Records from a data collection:
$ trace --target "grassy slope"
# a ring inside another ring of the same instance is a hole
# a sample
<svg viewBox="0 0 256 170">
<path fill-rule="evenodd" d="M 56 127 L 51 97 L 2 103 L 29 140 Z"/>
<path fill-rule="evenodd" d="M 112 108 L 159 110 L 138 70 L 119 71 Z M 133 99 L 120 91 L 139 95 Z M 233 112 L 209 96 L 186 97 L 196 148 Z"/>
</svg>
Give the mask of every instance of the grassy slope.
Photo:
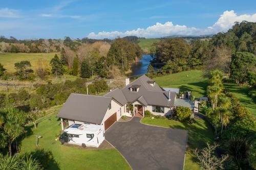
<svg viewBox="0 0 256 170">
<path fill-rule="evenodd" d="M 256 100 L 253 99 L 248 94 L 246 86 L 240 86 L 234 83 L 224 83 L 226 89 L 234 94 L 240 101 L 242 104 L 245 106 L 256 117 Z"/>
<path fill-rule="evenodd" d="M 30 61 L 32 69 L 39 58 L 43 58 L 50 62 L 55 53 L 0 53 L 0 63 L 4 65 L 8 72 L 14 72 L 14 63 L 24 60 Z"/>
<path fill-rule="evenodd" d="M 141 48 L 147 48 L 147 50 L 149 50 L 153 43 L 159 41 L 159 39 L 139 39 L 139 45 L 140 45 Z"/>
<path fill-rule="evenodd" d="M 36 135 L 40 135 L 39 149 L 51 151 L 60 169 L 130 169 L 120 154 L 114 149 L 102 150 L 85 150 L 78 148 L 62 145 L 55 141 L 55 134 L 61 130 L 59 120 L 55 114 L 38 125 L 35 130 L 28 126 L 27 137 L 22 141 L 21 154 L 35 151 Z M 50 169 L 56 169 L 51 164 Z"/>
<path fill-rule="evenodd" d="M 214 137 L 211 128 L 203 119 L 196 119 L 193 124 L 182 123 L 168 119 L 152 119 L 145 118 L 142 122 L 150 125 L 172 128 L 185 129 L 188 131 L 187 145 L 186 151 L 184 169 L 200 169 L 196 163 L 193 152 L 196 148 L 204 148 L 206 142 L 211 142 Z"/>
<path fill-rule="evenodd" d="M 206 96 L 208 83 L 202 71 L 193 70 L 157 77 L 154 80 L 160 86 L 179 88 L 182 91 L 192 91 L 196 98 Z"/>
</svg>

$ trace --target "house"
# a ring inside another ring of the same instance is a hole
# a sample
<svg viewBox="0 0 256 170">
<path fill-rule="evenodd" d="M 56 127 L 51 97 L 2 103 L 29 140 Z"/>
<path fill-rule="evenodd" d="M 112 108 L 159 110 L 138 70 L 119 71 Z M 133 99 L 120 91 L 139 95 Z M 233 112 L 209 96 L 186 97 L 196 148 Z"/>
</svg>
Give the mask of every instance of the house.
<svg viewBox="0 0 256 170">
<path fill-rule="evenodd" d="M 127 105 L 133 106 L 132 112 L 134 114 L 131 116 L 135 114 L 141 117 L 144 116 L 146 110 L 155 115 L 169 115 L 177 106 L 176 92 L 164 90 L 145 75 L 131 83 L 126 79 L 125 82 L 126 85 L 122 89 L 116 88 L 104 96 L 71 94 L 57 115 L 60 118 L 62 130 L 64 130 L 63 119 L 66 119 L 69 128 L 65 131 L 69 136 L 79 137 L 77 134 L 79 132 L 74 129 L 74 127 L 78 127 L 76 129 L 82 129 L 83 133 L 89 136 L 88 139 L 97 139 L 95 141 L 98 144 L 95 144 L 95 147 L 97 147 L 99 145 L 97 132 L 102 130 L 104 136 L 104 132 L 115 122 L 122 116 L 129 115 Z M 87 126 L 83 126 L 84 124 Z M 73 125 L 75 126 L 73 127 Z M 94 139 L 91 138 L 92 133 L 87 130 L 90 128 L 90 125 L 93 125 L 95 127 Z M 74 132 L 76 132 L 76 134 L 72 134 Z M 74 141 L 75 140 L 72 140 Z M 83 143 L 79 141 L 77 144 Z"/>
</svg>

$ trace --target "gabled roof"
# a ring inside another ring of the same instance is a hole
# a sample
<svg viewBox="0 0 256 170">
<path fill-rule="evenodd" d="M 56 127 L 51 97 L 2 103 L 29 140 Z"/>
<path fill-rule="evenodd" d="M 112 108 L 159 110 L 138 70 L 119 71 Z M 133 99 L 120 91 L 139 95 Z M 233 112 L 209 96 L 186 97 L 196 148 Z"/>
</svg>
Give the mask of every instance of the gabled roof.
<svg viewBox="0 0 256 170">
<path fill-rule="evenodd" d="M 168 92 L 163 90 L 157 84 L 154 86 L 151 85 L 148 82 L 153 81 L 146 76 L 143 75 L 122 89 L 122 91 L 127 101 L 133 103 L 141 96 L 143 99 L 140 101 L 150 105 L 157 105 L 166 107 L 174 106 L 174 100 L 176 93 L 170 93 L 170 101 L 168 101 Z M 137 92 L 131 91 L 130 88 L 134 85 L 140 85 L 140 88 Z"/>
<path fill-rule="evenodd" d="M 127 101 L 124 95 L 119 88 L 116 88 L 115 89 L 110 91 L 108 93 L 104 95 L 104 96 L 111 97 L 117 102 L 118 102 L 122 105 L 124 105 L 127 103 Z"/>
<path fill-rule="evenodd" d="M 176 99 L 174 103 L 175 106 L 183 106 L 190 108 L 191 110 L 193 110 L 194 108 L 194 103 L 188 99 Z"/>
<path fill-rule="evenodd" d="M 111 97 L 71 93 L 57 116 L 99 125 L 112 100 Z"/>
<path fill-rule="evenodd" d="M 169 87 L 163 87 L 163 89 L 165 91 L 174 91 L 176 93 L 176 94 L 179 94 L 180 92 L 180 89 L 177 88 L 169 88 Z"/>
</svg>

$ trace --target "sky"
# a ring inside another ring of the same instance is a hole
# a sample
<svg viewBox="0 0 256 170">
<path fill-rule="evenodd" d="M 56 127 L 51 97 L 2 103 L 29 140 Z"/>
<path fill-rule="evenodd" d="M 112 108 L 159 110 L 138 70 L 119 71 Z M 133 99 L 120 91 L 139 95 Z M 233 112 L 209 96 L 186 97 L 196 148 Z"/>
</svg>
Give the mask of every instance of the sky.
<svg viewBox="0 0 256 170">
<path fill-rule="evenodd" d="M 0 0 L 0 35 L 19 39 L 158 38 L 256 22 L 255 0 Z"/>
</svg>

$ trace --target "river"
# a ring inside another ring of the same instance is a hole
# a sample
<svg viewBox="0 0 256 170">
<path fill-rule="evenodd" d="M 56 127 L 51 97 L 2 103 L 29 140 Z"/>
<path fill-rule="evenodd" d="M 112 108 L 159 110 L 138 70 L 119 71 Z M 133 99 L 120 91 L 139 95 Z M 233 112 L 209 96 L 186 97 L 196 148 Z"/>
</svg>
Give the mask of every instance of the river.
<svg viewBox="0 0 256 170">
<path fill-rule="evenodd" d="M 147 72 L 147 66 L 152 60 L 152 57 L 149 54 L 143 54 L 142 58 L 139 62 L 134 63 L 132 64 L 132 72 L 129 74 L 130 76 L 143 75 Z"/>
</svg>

- **Work required**:
Recast the stretch from the start of the data through the line containing "256 100 L 253" as a Markdown table with the columns Row and Line text, skipping blank lines and leaving out the pictures.

- **Response to this exercise**:
| Row | Line text |
|---|---|
| 1 | $ trace --target "grassy slope" |
| 2 | # a ring inside another ring of the same instance is a hole |
| 3 | # a sample |
| 4 | <svg viewBox="0 0 256 170"> |
| 5 | <path fill-rule="evenodd" d="M 56 127 L 51 97 L 2 103 L 29 140 Z"/> |
| 6 | <path fill-rule="evenodd" d="M 112 108 L 159 110 L 138 70 L 119 71 Z M 133 99 L 120 91 L 139 95 Z M 233 112 L 209 96 L 186 97 L 196 148 Z"/> |
| 7 | </svg> |
| 8 | Give the mask of every instance of the grassy slope. |
| 9 | Photo: |
| 10 | <svg viewBox="0 0 256 170"> |
| 11 | <path fill-rule="evenodd" d="M 256 100 L 253 99 L 248 94 L 246 86 L 240 86 L 234 83 L 224 83 L 226 89 L 234 94 L 240 101 L 242 104 L 245 106 L 256 117 Z"/> |